### Aim
Starting with the line that has "Question. The picture above shows the woman." in it, repeat every line through the last one, word for word, and give nothing more.

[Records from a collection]
───

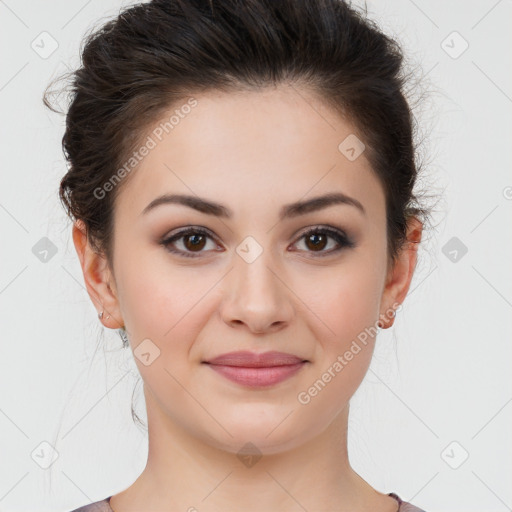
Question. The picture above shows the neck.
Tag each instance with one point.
(186, 473)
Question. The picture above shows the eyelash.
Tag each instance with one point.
(338, 236)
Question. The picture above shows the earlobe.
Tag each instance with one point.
(400, 277)
(97, 278)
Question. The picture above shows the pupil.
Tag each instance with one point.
(316, 236)
(196, 243)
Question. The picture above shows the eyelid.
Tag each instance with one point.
(343, 240)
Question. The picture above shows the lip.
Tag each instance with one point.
(256, 370)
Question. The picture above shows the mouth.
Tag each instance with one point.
(256, 370)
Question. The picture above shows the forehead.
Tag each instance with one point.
(251, 150)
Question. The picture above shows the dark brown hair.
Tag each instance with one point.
(155, 54)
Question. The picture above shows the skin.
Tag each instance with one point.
(253, 152)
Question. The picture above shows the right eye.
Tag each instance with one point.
(193, 241)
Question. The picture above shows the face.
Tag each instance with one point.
(247, 274)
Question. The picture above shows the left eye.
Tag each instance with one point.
(316, 239)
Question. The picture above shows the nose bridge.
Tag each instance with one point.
(256, 295)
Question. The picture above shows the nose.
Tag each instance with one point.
(256, 297)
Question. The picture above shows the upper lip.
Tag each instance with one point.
(249, 359)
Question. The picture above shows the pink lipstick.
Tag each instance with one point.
(256, 370)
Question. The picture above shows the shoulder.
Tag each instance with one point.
(97, 506)
(405, 506)
(409, 507)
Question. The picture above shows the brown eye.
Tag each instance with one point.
(317, 239)
(192, 241)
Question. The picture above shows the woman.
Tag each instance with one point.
(241, 180)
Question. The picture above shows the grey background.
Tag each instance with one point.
(438, 389)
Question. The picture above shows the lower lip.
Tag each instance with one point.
(257, 377)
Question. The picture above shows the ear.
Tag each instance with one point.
(400, 275)
(98, 278)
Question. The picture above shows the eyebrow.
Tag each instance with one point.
(287, 211)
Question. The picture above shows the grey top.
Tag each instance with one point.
(103, 506)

───

### Task solution
Question. The picture above shows the woman.
Tag each instance with one point.
(241, 180)
Question. The picture above shows the grey background.
Tag each instance with one point.
(438, 389)
Question. The picture above shows the lower lip.
Tag each instance with one point.
(257, 377)
Question. The picture above shows the ear.
Tag each instance with one point.
(400, 275)
(98, 278)
Question. The picture above shows the eyebrow.
Tag each instance with one point.
(287, 211)
Question. The picture above shows the grey top.
Tag each instance with one point.
(103, 506)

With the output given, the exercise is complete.